* QUELLE
Während der Mainstream-Forensik-Krimi das aber humorig auf die Schippe nimmt, ist die Figur der Behinderten in „The Bridge“ trotz ihrer genialen Intuition eine Grenzgängerin, die ohne den väterlichen Beistand ihres Vorgesetzten Lieutenant Hank Wade (ich habe den tollen Ted Levine lange nicht mehr so überzeugend gesehen) in der Cop-Welt nicht existieren könnte.
Glatt an die Wand gespielt wird Diane Kruger allerdings von dem mexikanischen Schauspieler Demián Bechir (2011 bei den Academy Awards nominiert für seine Rolle in „A Better Life“ von Carlos Galindo). Bechir spielt mit enormem Charme einen ehrlichen Cop, der sich im Gegensatz zu seinen Kollegen nicht schmieren lässt, aber gerne Informationen aus Verdächtigen prügelt und sein Machismo nicht in den Griff bekommt. Kleine sexuelle Abenteuern gefährden seine Ehe und sind auch für all das mitverantwortlich, was in „The Bridge“ geschieht. Am Ende wird er mitsamt seiner Familie wegen dieser Schwäche auch ins Fadenkreuz des Killers geraten.

* AUFGABEN UND ÜBUNGEN
[a] Für welche Rolle wurde Demián Bechir laut der Quelle 2011 bei den Academy Awards nominiert?
[b] Geben Sie den Inhalt der Quelle in zwei Sätzen wieder.

[Einträge aus einer Datensammlung]
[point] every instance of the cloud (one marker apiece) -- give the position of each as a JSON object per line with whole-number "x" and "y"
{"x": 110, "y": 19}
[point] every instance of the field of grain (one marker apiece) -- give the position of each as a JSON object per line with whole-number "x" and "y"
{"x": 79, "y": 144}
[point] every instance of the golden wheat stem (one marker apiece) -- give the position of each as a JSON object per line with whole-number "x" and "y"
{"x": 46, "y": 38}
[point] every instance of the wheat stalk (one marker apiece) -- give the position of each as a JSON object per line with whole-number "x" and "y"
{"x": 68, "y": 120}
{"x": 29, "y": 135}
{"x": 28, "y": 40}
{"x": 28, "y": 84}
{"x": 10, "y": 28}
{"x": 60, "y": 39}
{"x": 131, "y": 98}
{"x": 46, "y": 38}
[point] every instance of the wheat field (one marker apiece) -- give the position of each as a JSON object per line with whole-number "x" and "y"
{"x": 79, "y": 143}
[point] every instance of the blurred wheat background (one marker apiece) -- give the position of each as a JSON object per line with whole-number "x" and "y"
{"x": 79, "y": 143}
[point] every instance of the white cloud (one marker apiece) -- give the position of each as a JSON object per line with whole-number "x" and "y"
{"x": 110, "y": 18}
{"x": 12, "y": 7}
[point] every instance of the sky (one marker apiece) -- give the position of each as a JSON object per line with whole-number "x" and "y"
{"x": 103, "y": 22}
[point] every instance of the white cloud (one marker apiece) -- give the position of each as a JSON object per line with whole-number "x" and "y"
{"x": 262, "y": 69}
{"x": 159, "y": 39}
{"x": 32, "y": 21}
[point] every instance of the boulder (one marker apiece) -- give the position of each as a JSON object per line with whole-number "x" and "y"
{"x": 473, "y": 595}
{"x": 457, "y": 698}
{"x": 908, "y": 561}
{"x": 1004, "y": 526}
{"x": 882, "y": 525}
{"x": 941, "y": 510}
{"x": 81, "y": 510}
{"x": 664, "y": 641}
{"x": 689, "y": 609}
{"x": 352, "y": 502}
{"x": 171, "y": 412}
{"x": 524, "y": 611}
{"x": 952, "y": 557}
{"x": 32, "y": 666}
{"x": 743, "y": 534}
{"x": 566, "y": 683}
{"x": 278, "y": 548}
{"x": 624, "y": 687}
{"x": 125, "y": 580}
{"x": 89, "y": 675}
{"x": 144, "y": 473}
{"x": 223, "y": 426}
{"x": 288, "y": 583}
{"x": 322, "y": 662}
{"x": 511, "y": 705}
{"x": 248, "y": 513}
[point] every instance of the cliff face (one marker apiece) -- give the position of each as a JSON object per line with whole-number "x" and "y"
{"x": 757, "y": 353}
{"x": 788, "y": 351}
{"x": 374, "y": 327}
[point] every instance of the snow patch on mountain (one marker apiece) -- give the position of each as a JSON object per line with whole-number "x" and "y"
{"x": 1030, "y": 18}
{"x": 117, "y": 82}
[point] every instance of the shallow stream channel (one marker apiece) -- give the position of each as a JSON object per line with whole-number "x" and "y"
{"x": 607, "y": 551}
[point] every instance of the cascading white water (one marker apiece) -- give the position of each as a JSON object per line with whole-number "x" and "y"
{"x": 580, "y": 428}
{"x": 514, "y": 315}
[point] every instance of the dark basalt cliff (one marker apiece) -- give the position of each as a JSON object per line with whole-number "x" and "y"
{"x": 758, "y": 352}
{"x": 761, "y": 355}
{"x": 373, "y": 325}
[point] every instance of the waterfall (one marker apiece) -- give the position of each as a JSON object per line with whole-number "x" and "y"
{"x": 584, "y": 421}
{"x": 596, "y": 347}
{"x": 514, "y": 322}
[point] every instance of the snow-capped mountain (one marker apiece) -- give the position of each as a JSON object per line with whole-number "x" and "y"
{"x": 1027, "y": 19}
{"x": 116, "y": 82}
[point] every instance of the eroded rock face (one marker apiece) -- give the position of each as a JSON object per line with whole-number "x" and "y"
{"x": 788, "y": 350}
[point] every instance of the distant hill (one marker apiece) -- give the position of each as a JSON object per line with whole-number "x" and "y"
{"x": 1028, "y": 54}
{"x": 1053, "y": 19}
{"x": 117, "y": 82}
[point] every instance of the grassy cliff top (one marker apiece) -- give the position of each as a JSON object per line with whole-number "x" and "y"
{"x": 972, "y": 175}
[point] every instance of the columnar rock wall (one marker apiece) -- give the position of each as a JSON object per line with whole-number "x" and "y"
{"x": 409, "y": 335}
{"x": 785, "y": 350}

* ANTWORTEN ZU AUFGABEN
[a] Für seine Rolle in „A Better Life“.

[b] Die behinderte Figur in „The Bridge“ ist trotz ihrer genialen Intuition eine Grenzgängerin, die ohne den väterlichen Beistand ihres Vorgesetzten Lieutenant Hank Wade in der Cop-Welt nicht existieren könnte. Demián Bechir spielt Diane Kruger an die Wand, und zwar als unbestechlichen, aber prügelnden Cop, dessen Machismo und kleine sexuelle Abenteuer seine Ehe gefährden und ihn am Ende samt Familie ins Fadenkreuz des Killers bringen.